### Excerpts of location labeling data
__________

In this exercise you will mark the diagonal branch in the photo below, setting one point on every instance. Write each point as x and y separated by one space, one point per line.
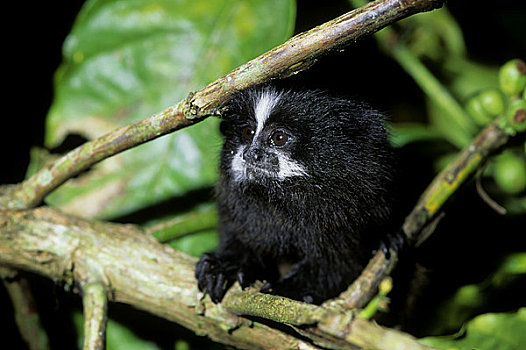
137 270
295 55
444 185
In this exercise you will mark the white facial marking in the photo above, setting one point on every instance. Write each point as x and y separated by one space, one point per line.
265 102
289 167
238 165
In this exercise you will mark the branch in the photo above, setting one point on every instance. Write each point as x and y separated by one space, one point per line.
443 186
95 316
139 271
26 316
295 55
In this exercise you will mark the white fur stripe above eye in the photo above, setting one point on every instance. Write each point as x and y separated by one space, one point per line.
264 103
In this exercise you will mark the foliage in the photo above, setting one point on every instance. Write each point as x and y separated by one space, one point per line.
125 60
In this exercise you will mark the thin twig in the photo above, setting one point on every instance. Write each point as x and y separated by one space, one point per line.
95 304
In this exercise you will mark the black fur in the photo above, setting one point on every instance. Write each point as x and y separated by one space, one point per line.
325 223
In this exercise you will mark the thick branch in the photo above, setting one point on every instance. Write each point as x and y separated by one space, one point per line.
26 316
296 55
138 270
443 186
134 268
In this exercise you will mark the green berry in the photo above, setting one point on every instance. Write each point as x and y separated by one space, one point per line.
516 115
492 101
510 173
512 77
477 112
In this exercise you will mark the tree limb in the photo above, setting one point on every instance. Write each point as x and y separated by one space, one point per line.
295 55
139 271
95 304
444 185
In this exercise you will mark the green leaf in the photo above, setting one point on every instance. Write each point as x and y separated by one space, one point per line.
118 336
498 331
125 60
405 133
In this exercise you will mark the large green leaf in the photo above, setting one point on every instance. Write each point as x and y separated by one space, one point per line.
127 59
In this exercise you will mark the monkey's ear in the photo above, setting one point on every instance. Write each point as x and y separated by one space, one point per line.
225 127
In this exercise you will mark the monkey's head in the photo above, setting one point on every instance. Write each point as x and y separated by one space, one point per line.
286 141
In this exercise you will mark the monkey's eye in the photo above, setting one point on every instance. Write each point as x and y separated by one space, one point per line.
248 133
279 138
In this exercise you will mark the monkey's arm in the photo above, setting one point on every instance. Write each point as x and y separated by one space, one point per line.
217 271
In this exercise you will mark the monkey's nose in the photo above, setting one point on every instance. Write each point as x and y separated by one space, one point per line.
252 154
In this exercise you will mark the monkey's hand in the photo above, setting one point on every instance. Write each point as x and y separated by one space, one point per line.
299 284
216 273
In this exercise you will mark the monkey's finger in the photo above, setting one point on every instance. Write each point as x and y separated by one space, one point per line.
241 278
220 287
267 288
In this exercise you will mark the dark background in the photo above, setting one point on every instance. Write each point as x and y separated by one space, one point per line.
33 36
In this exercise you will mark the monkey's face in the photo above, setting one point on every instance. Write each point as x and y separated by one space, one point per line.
258 147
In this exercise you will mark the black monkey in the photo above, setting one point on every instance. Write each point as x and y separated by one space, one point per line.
306 182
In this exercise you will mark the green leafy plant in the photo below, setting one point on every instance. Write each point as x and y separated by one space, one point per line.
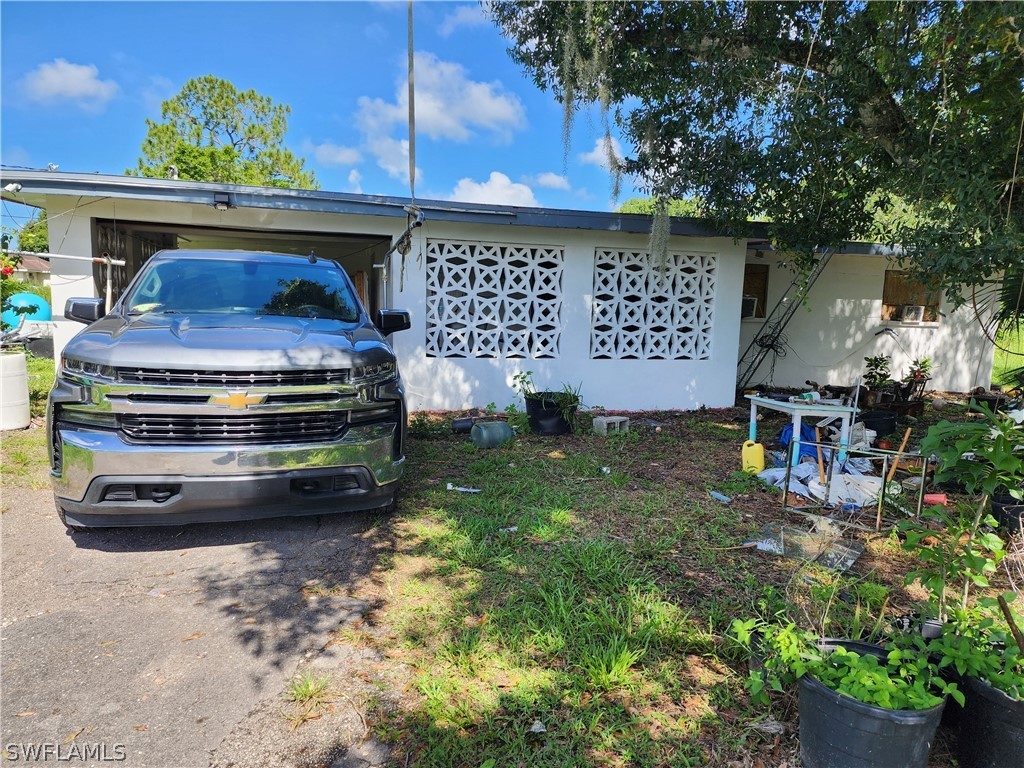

__________

### Stated problem
Count the lines in the data that contain the string "black". Report only the number.

### Exercise output
2